* WHAT IS REQUIRED *
What is needed is an exact copy of the listing, with no pictures in it.

= = =

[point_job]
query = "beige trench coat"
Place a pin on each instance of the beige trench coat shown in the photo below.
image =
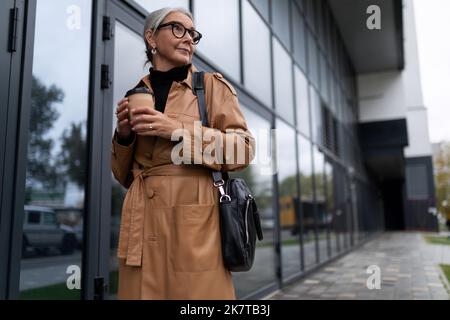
(169, 243)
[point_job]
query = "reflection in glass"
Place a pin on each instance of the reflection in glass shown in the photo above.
(299, 37)
(56, 160)
(128, 70)
(313, 63)
(307, 201)
(280, 21)
(219, 29)
(152, 5)
(316, 116)
(263, 7)
(260, 183)
(284, 103)
(330, 206)
(288, 198)
(256, 52)
(301, 102)
(322, 217)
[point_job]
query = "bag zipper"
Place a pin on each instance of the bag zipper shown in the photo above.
(247, 205)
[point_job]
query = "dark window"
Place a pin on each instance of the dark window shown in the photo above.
(34, 217)
(417, 182)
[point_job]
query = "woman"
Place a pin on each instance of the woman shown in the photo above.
(169, 244)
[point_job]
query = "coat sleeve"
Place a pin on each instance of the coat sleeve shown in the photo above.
(122, 161)
(228, 145)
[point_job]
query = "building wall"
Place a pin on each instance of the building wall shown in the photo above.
(290, 66)
(381, 96)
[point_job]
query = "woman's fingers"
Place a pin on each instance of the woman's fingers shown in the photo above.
(122, 105)
(122, 115)
(123, 123)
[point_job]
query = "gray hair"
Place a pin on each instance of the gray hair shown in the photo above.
(155, 18)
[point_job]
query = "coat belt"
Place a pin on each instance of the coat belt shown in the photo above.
(131, 235)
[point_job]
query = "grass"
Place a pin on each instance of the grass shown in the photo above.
(446, 269)
(437, 240)
(61, 292)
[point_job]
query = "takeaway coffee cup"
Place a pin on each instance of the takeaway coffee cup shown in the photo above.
(139, 97)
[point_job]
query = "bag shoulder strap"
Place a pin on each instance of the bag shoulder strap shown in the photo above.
(198, 88)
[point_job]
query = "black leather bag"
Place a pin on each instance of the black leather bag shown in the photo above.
(240, 223)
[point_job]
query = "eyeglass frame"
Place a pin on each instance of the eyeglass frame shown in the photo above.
(173, 23)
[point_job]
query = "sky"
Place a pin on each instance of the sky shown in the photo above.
(433, 28)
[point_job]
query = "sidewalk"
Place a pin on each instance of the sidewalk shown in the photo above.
(409, 270)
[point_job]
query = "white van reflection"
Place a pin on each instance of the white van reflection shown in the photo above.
(42, 231)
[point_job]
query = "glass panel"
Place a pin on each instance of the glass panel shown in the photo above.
(263, 7)
(324, 79)
(287, 186)
(158, 4)
(300, 4)
(259, 179)
(256, 46)
(310, 14)
(307, 201)
(223, 27)
(322, 218)
(299, 38)
(313, 64)
(56, 160)
(284, 103)
(301, 101)
(330, 206)
(316, 115)
(280, 21)
(128, 70)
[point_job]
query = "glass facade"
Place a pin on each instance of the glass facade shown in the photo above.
(294, 76)
(52, 238)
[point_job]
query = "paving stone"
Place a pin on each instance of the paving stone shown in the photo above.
(409, 270)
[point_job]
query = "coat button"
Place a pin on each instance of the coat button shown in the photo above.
(150, 193)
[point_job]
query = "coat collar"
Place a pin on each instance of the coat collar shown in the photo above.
(188, 81)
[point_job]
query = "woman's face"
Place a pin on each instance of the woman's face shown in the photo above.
(171, 51)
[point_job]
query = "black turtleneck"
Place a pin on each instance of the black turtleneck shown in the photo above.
(161, 82)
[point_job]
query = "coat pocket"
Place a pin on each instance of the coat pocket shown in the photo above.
(195, 238)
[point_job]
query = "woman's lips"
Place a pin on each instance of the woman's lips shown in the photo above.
(184, 50)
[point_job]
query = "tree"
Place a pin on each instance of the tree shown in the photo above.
(72, 157)
(40, 167)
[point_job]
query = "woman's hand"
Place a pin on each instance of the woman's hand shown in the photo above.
(150, 122)
(123, 124)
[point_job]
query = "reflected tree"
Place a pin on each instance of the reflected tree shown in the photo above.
(40, 167)
(72, 158)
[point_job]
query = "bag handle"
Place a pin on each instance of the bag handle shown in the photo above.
(198, 89)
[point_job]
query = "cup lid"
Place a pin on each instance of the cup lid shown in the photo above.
(138, 90)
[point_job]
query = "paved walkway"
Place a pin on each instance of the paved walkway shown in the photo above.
(409, 269)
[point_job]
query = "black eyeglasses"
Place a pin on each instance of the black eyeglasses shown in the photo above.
(179, 31)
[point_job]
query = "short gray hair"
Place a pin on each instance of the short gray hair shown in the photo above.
(155, 18)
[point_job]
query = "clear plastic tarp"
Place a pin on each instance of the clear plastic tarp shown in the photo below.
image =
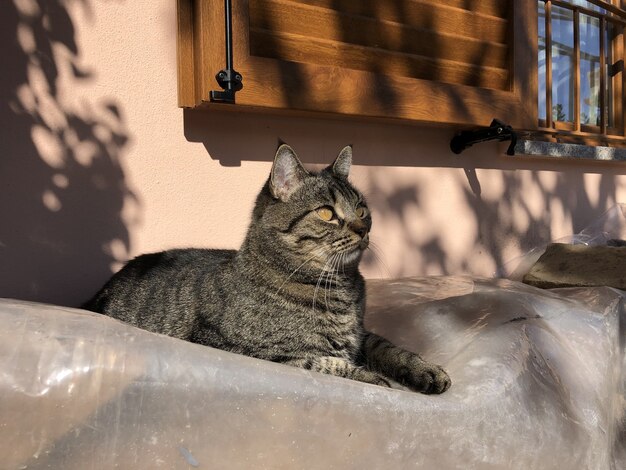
(608, 230)
(537, 383)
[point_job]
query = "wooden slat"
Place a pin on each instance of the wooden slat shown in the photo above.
(184, 53)
(576, 71)
(359, 93)
(620, 88)
(294, 18)
(422, 14)
(549, 122)
(498, 8)
(296, 48)
(603, 88)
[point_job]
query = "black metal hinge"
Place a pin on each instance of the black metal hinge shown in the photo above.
(496, 131)
(229, 79)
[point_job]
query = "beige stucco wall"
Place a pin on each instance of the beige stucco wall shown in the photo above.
(98, 164)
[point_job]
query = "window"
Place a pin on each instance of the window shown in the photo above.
(461, 62)
(581, 70)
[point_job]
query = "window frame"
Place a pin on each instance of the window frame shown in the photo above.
(577, 132)
(338, 91)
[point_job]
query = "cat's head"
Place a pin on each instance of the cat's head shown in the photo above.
(319, 218)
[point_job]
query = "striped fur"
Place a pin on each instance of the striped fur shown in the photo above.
(292, 293)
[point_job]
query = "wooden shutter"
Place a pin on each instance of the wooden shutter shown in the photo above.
(441, 61)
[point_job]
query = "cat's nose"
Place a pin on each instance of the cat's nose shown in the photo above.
(359, 229)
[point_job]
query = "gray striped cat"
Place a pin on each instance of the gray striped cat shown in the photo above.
(291, 294)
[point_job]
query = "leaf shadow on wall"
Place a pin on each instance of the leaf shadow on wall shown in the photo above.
(62, 183)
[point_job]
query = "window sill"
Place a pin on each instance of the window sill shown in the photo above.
(538, 148)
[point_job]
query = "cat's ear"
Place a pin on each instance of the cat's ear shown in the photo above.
(287, 173)
(341, 166)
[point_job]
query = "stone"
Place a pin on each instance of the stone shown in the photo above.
(565, 265)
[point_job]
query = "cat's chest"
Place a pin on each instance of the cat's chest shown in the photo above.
(339, 333)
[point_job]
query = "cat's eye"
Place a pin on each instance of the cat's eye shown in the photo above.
(325, 213)
(361, 212)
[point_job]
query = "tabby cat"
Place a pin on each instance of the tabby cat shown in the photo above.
(292, 293)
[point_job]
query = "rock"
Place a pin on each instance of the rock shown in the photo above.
(579, 266)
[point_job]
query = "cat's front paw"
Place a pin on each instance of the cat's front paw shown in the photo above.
(427, 378)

= = =

* TASK ANSWER *
[point_job]
query = "beige trench coat"
Place a pin on each instance of the beige trench coat shown in the photo below.
image =
(169, 243)
[point_job]
query = "reflection in glass"
Place a pin on each instance of the reflection in glass shown in the photo above.
(299, 37)
(56, 160)
(128, 70)
(313, 63)
(307, 201)
(280, 21)
(219, 29)
(152, 5)
(316, 116)
(263, 7)
(260, 183)
(284, 103)
(330, 206)
(288, 198)
(256, 52)
(301, 102)
(322, 217)
[point_job]
query = "bag zipper"
Place a pin on each instance of the bag zipper shown in the photo above.
(247, 205)
[point_job]
query = "dark window"
Place a pin on each instance of the dark window shown in the photo above.
(34, 217)
(417, 182)
[point_job]
query = "woman"
Place a pin on each instance of the woman shown in the photo above.
(169, 244)
[point_job]
query = "coat sleeve"
Place a pin on each instance of the coat sleeve shown in the photo above.
(122, 161)
(228, 145)
[point_job]
query = "building wall"
Place a pin on each instance of the building wall shown in the photo above.
(290, 66)
(381, 96)
[point_job]
query = "woman's fingers"
Place a pin on each instance of the woman's fingers shown in the photo above.
(122, 105)
(122, 115)
(123, 123)
[point_job]
query = "gray hair"
Place a pin on each instance of the gray hair shown in the photo above.
(155, 18)
[point_job]
query = "coat belt"
Place a pin on each instance of the coat belt shown in the photo above.
(131, 235)
[point_job]
query = "grass"
Place a pin on each instance of the grass shown in the photo above.
(446, 269)
(437, 240)
(61, 292)
[point_job]
query = "takeaway coffee cup"
Place a pin on each instance of the takeaway coffee cup shown in the photo above.
(139, 97)
[point_job]
query = "bag shoulder strap"
Place a pin on each instance of the bag shoulder strap shown in the photo above.
(198, 88)
[point_job]
query = "black leather bag"
Place a pin on each instance of the black leather bag shown in the photo above.
(240, 223)
[point_job]
query = "eyeglass frame"
Place a pin on each instance of the eyeglass frame shown in the photo above.
(173, 23)
[point_job]
query = "sky"
Place a pin on each instance of the sky shown in the photo above.
(433, 28)
[point_job]
query = "sidewalk"
Place a pin on each instance of the sidewalk shown in the photo above.
(409, 270)
[point_job]
query = "white van reflection"
Place a pin on each instance of the white van reflection shown in the photo above.
(42, 231)
[point_job]
query = "glass panel"
Place a pin on each instance of the glass panel shown in the photo above.
(263, 7)
(324, 79)
(287, 186)
(158, 4)
(300, 4)
(259, 179)
(256, 46)
(310, 14)
(307, 201)
(223, 27)
(322, 218)
(299, 38)
(313, 64)
(56, 160)
(284, 103)
(301, 101)
(330, 206)
(316, 115)
(280, 21)
(128, 70)
[point_job]
query = "glass facade"
Place a pin on each instance of the glass facade shown in the photo above.
(294, 76)
(52, 238)
[point_job]
query = "paving stone"
Place a pin on each instance of the paving stone shown in the photo above.
(409, 270)
[point_job]
query = "coat button"
Place a pin on each instance of the coat button shown in the photo above.
(150, 193)
[point_job]
query = "coat collar"
Place a pin on each instance of the coat collar shown in the photo above.
(188, 81)
[point_job]
query = "woman's face"
Place a pin on each instance of the woman's face shown in the photo above.
(171, 51)
[point_job]
query = "black turtleneck"
Place a pin on each instance of the black turtleneck shown in the photo above.
(161, 82)
[point_job]
query = "coat pocket"
Place a pin on each instance of the coat pocket shown in the photo above.
(195, 238)
[point_job]
query = "woman's lips"
Place a pin on each instance of the woman's lips shown in the photo above.
(184, 50)
[point_job]
query = "tree"
Place a pin on each instance of the tree shown in the photo above.
(72, 157)
(40, 167)
[point_job]
query = "woman's hand"
Place a pin on each instance of the woman's hand shown in the photo above.
(150, 122)
(123, 124)
[point_job]
query = "reflected tree"
Place a pin on each instance of the reflected tree shown in the photo above.
(40, 167)
(72, 158)
[point_job]
query = "bag handle"
Place a pin on each instance of the bag handle shown in the photo above.
(198, 89)
[point_job]
query = "cup lid"
Place a pin on each instance of the cup lid shown in the photo above.
(138, 90)
[point_job]
query = "paved walkway"
Place a pin on each instance of the paved walkway shown in the photo above.
(409, 269)
[point_job]
query = "black eyeglasses"
Place a pin on each instance of the black eyeglasses shown in the photo above.
(179, 31)
[point_job]
query = "short gray hair"
Place a pin on each instance of the short gray hair shown in the photo above.
(155, 18)
[point_job]
query = "clear plastic tarp"
Place a pin on each instance of the clear plastic tarp shown in the photo below.
image =
(608, 230)
(537, 383)
[point_job]
query = "wooden slat"
Place a pin on each instance of the wooden slat shown in the photo above.
(184, 53)
(576, 71)
(359, 93)
(620, 88)
(294, 18)
(422, 14)
(549, 122)
(498, 8)
(296, 48)
(603, 88)
[point_job]
query = "black metal hinge"
Place a pin on each instance of the black metal hinge shown in the photo above.
(496, 131)
(229, 79)
[point_job]
query = "beige stucco wall"
Place a pin on each instance of the beige stucco wall shown in the photo above.
(98, 164)
[point_job]
query = "window"
Place a pin on each instance of the window shown in the photo above.
(461, 62)
(581, 70)
[point_job]
query = "window frame"
Place a pin on each instance of the window frame shown in the photo above.
(577, 132)
(338, 91)
[point_job]
query = "cat's head"
Place a pin on each instance of the cat's head shown in the photo above.
(319, 218)
[point_job]
query = "striped fur"
Place a pin on each instance of the striped fur shown in the photo above.
(292, 293)
[point_job]
query = "wooden shutter"
Place a pin on each instance of the wooden shutter shown in the photo above.
(441, 61)
[point_job]
query = "cat's nose"
Place a pin on each instance of the cat's nose shown in the photo above.
(359, 229)
[point_job]
query = "gray striped cat"
Place a pin on each instance of the gray striped cat shown in the photo above.
(291, 294)
[point_job]
query = "leaf shadow on wall"
Place a pin on each instance of the leaf shadow on wall shown in the photo above.
(62, 183)
[point_job]
query = "window sill"
Place a pin on each instance of the window sill shown in the photo above.
(538, 148)
[point_job]
query = "cat's ear"
Place a pin on each instance of the cat's ear shown in the photo above.
(287, 173)
(341, 166)
[point_job]
query = "stone"
Place a pin on each instance of the stone shown in the photo above.
(565, 265)
[point_job]
query = "cat's chest"
Place a pin on each instance of the cat's chest shown in the photo above.
(339, 333)
[point_job]
query = "cat's eye"
Place a pin on each instance of the cat's eye shown in the photo above.
(325, 213)
(361, 212)
[point_job]
query = "tabby cat"
Place a pin on each instance of the tabby cat shown in the photo above.
(292, 293)
[point_job]
query = "rock"
Place a pin on each instance of the rock shown in the photo above.
(579, 266)
[point_job]
query = "cat's front paw"
Place a pin on each instance of the cat's front paw shown in the photo above.
(427, 378)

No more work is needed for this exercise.